Required work – Search the entries below for the word "wrinkled", then copy each line in which it is found.

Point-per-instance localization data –
===============
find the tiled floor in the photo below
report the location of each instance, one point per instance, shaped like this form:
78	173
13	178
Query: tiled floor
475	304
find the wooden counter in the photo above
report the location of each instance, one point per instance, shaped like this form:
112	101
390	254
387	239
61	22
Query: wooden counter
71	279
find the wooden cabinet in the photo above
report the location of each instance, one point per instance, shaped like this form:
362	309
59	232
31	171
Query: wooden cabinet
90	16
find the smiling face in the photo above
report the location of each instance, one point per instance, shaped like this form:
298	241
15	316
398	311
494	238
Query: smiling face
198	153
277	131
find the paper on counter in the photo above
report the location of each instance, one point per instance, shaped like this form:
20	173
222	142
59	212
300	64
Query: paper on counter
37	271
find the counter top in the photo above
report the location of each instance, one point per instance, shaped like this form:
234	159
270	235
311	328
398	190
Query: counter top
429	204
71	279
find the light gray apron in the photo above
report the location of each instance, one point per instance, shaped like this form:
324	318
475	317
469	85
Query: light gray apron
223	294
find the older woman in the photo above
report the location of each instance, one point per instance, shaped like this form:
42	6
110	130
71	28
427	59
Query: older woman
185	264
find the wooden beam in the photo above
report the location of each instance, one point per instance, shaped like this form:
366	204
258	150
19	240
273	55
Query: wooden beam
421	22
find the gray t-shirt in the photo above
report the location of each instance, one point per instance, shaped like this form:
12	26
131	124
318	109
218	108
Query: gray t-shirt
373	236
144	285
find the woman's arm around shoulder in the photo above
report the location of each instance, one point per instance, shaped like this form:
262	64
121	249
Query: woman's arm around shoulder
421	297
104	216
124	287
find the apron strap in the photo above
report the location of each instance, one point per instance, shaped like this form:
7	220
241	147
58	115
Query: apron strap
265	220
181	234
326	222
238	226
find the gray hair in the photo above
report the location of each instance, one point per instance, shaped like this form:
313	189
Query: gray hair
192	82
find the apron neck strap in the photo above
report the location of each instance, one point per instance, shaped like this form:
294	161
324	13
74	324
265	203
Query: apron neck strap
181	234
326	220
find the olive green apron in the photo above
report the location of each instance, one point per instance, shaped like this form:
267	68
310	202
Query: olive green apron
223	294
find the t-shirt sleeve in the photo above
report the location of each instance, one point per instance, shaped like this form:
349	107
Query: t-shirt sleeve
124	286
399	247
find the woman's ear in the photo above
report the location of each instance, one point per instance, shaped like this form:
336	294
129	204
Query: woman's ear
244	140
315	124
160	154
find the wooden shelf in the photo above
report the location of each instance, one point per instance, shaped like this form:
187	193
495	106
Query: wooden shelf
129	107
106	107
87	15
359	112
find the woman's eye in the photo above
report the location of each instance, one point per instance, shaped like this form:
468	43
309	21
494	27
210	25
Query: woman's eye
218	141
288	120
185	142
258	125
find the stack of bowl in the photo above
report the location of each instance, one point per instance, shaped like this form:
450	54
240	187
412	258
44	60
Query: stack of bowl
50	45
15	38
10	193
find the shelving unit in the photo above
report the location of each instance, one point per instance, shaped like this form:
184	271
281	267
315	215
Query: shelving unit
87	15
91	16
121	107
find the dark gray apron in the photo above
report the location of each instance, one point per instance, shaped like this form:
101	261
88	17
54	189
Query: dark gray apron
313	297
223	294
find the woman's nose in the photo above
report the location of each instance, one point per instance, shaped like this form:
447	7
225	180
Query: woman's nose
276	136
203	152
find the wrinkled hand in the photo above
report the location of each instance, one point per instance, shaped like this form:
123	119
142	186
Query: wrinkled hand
===============
Output below –
find the wrinkled hand in the photo above
Query: wrinkled hand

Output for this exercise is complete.